Required action: Please reproduce the data exactly and omit the pictures.

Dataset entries

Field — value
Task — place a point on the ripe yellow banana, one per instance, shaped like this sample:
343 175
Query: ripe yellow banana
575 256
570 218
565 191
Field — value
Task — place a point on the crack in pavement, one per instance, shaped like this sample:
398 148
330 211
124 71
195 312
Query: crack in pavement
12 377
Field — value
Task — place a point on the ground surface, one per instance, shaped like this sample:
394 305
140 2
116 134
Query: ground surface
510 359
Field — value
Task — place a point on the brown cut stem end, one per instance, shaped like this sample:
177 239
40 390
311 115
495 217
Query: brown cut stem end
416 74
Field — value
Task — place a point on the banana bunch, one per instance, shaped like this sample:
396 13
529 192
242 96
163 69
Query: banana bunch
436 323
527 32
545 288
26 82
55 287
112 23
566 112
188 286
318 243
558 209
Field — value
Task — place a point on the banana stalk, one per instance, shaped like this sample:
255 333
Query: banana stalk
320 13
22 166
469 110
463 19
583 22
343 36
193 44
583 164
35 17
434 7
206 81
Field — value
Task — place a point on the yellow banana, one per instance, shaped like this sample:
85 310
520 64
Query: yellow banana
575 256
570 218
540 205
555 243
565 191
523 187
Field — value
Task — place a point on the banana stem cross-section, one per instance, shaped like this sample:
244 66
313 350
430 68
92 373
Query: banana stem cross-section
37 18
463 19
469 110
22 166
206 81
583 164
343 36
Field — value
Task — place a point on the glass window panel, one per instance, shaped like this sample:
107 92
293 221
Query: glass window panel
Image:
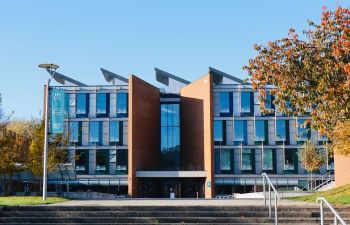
102 161
163 114
94 130
114 131
170 136
81 161
218 130
247 159
268 101
303 130
164 139
176 118
289 159
239 130
259 130
101 103
122 104
176 137
224 102
267 159
245 102
322 137
74 132
281 130
225 159
81 104
66 105
122 161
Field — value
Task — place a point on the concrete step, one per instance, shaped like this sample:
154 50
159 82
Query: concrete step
162 208
159 223
243 220
311 213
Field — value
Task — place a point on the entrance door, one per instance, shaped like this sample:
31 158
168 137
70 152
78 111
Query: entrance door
171 188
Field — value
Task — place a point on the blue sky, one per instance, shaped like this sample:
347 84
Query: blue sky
132 37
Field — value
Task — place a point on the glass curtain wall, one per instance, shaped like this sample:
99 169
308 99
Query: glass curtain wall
122 105
170 136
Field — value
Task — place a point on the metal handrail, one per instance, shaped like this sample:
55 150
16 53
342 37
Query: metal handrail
277 197
322 200
329 178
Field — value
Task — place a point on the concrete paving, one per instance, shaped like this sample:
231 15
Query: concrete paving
179 202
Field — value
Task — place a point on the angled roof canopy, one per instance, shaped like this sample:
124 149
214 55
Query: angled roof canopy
62 79
163 77
219 75
111 77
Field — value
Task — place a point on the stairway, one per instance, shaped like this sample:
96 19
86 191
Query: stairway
103 215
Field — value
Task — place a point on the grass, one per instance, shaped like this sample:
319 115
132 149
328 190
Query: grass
336 196
31 200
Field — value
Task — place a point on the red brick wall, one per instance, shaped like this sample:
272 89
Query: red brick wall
197 128
144 130
341 170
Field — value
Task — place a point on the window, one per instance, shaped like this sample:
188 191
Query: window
82 104
261 131
304 132
114 132
247 163
225 159
122 105
66 105
75 132
95 132
102 161
102 104
247 103
269 103
122 162
322 139
330 160
226 104
82 161
282 130
218 136
240 132
267 159
170 136
290 160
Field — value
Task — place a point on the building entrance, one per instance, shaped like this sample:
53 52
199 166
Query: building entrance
175 187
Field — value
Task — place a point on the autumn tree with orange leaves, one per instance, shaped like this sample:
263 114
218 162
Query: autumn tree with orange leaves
309 72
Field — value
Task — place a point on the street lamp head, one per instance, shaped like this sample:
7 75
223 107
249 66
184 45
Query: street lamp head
49 66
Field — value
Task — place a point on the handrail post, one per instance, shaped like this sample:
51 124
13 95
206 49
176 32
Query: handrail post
264 190
276 221
270 201
321 213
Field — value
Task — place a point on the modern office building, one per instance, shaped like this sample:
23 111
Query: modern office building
196 139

Answer box:
Field — value
Task — place a point on the ripe yellow banana, one per instance, shaped like this sample:
343 175
Query: ripe yellow banana
575 256
570 218
565 191
Field — value
Task — place a point on the crack in pavement, one per instance, shaped like this sample:
398 148
330 211
124 71
195 312
Query: crack in pavement
12 377
Field — value
Task — place a point on the ground surface, one per instance, shaped like this sample:
394 305
140 2
116 134
Query: ground surface
510 359
Field — value
Task — place a point on the brown cut stem end, one per instance, shaped like this sample:
177 239
40 390
311 115
495 217
Query: brown cut stem end
416 74
Field — value
Task — place a point on the banana bunch, one per instance, shaped like this sample:
396 13
529 192
242 96
163 69
Query: banana bunch
436 323
527 32
545 288
26 82
55 287
112 23
566 112
188 286
318 243
558 209
Field — value
Task — place a point on the banana stalk, one per instance, shaped like this sample:
255 333
Query: banana stalk
320 13
22 166
469 110
463 19
583 22
343 36
193 44
583 164
35 17
434 7
206 81
Field — value
Task — place a point on the yellow banana, one per instance, shaped like this sample:
85 310
520 64
Query: yellow banana
575 256
570 218
540 205
555 243
565 191
523 187
Field — value
Task — place a point on the banana stem cross-section, one per instance, shaped like this sample:
244 66
313 350
430 68
92 373
Query: banana stem cross-section
37 18
463 19
469 110
22 166
206 81
583 164
343 36
Field — value
Task — place a point on the glass window panel, one per instance, shaped like this sample:
107 92
293 221
Query: glass window panel
Image:
102 161
163 114
94 130
114 131
170 136
81 161
218 130
247 159
268 101
303 130
164 139
176 118
289 159
239 130
259 130
101 103
122 104
176 137
224 102
267 159
245 102
322 137
74 132
281 130
225 159
81 104
66 105
122 161
Field — value
Task — place a point on the concrete step, one per instance, shaped like this sample:
154 50
159 82
Query: concrete step
162 208
159 223
243 220
311 213
Field — value
Task — place a point on the entrance door, one per instance, shaped like this sample:
31 158
168 137
70 152
78 111
Query: entrance door
171 188
Field — value
Task — place a point on the blue sky, one per instance, shaped like this sample:
347 84
Query: blue sky
132 37
Field — value
Task — place a point on the glass curtain wall, one per instance, shaped like this sample:
99 169
308 99
Query: glass curtain wall
122 105
170 136
Field — value
Task — place a point on the metal handrail, one per instance, shaped like this sample:
55 150
16 53
342 37
Query: metal handrail
277 197
322 200
329 178
Field — value
Task — place a point on the concrete paving, one per instance, shaped like this sample:
231 15
Query: concrete paving
179 202
Field — value
Task — place a point on the angled roof canopy, one per instance, shaped like this sample:
124 149
214 55
Query: angled roof canopy
62 79
163 77
219 75
111 77
Field — value
Task — place a point on the stairway, one per instance, shaped like this sample:
96 19
86 191
Query: stairway
103 215
Field — value
Task — place a point on the grass, one per instance, shaped like this sample:
319 115
132 149
328 190
Query: grass
336 196
31 200
Field — value
Task — place a point on the red brick wall, one per instance, shaped like this sample:
272 89
Query: red brick wall
197 128
144 130
341 170
Field — value
Task — place a point on the window, one per instance, shaped like this sample:
188 191
Query: window
82 104
261 131
304 132
114 132
247 163
225 159
122 105
66 105
75 132
95 132
102 161
102 104
247 103
269 103
122 162
322 139
330 160
226 104
82 161
282 130
218 136
240 132
267 159
170 136
290 160
Field — value
Task — place a point on the building entrance, one per instance, shaped like this sample:
53 52
199 166
Query: building entrance
175 187
Field — value
Task — place a point on the autumn tree with orange leaves, one per instance, shaped like this sample:
263 114
218 162
Query: autumn tree with orange leaves
309 72
Field — value
Task — place a point on the street lamp head, one per instance, shaped like this sample:
7 75
223 107
249 66
184 45
Query: street lamp head
49 66
Field — value
Task — place a point on the handrail post, one per instance, shaped like this sample:
51 124
13 95
206 49
176 32
Query: handrail post
264 190
276 221
270 201
321 213
Field — value
Task — place a point on the modern office building, one per instance, shaped like this sample:
23 111
Query: modern office building
196 139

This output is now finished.